Begraven of cremeren?
Waarom lijken langzaam ontbinden!
Een
Schriftgeleerde stelde Jezus twee vragen:
1.
De
wijze van het ontbindingsproces van een pas gestorvene, waarom dit slechts
langzaam moet ontbinden en vergaan?
2.
Op
welke wijze de ziel bevrijdt kan worden uit zijn lichaam.
De
Schriftgeleerde: ‘Het zou toch in Uw macht liggen om het in één ogenblik op te
lossen en in iets anders te veranderen; want dit langzame ontbinden en vergaan
van een dood lichaam maakt op ieder mens een onaangename indruk, en de
ontbinding van veel lijken verpest de lucht en heeft een schadelijke invloed op
de gezondheid van de levende mensen.

OPDRACHT: Welk gevolg heeft de ontbinding van veel lijken volgens de Schriftgeleerde in het fragment over begraven of cremeren?

OPGESLAGEN GEGEVENS:
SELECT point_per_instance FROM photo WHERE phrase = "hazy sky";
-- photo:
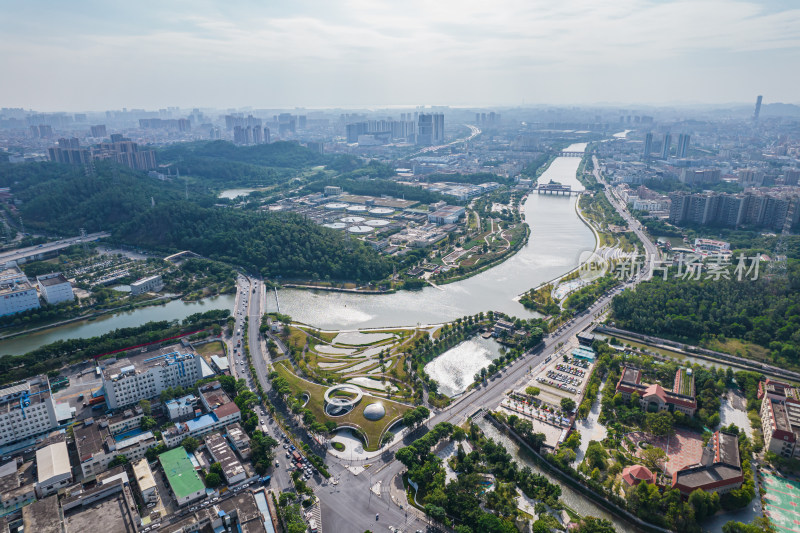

ANTWOORD: Ze verpest de lucht en heeft een schadelijke invloed op de gezondheid van de levende mensen.